EXTRACT:
-- -- --
Monitoring Parameters
Assess hemodynamic response immediately after loading dose and within 30 to 60 minutes of any dosage adjustment; serum potassium; blood pressure; heart rate; ECG; urine output. Due to prolonged effects of levosimendan metabolites, continue noninvasive monitoring for 4 to 5 days (or longer in patients with renal and/or hepatic impairment) after infusion is stopped.
Product Availability (US)
Not available in the US
Dosage Forms: International
Excipient information presented when available (limited, particularly for generics); consult specific product labeling. Note: Availability of specific dosage forms may vary by country/region.
Solution, Intravenous: 2.5 mg/mL
Mechanism of Action
Sensitizes calcium-dependent troponin C in cardiac tissue, enhancing contractility. Opens ATP-sensitive potassium channels in vascular smooth muscle, inducing vasodilation. May additionally open ATP-sensitive potassium channels in cardiac mitochondria, suggested to confer anti-ischemic cardioprotection (Papp 2012). Increases cardiac output, stroke volume, ejection fraction, and heart rate; decreases blood pressure; decreases pulmonary capillary wedge pressure, right atrial pressure, and peripheral vascular resistance.
Onset of action: <5 minutes with bolus administration (Nieminen 2013)
Duration of action: Hemodynamic effects continue for up to 7 to 9 days after discontinuation of a 24-hour infusion.
Distribution: Vss: ~0.2 L/kg
Protein binding: Levosimendan: 97% to 98% (primarily to albumin); OR-1855: 39%; OR-1896: 42%
Metabolism: Completely metabolized (primarily by conjugation) into two active metabolites (OR-1855 and OR-1896)
Half-life elimination:
Levosimendan: ~1 hour
OR-1855 and OR-1896: 75 to 80 hours
Time to peak: OR-1855 and OR-1896: Peak plasma concentration occurs ~2 days after infusion is stopped
Excretion: Urine (54%; as metabolites); feces (44%)
Pharmacodynamics/Kinetics: Additional Considerations
Renal function impairment: AUC of active metabolites OR-1855 and OR-1896 is increased by 170% in patients with severe renal impairment and in patients on dialysis.
-- -- --
PROBLEM SET:
**a)** Answer these questions about the levosimendan monograph, one line each:
(i) For how long after the infusion is stopped should noninvasive monitoring continue?
(ii) What strength is listed for the intravenous solution?
(iii) What is the elimination half-life of OR-1855 and OR-1896?
**b)** Write the next part of the levosimendan monograph, following on from its final sentence about renal function impairment.
-- -- --
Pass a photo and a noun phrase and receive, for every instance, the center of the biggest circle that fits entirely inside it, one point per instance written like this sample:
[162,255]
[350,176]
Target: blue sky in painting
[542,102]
-- -- --
ANSWERS:
**a)**
(i) For 4 to 5 days, or longer in patients with renal and/or hepatic impairment.
(ii) 2.5 mg/mL.
(iii) 75 to 80 hours.

**b)**
References: International
European Society of Gynecology (ESG); Association for European Paediatric Cardiology (AEPC); German Society for Gender Medicine (DGesGM), Regitz-Zagrosek V, Blomstrom Lundqvist C, Borghi C, et al; ESC Committee for Practice Guidelines. ESC Guidelines on the management of cardiovascular diseases during pregnancy: the Task Force on the Management of Cardiovascular Diseases during Pregnancy of the European Society of Cardiology (ESC). Eur Heart J. 2011;32(24):3147-3197.[PubMed 21873418]
Mebazaa A, Nieminen MS, Packer M, et al. Levosimendan vs dobutamine for patients with acute decompensated heart failure: the SURVIVE Randomized Trial. JAMA. 2007;297(17):1883-1891.[PubMed 17473298]
Nieminen MS, Fruhwald S, Heunks LM, et al. Levosimendan: current data, clinical use and future development. Heart Lung Vessel. 2013;5(4):227-245.[PubMed 24364017]
Packer M, Colucci W, Fisher L, et al. Effect of levosimendan on the short-term clinical course of patients with acutely decompensated heart failure. J Am Coll Cardiol HF. 2013;1:103-111.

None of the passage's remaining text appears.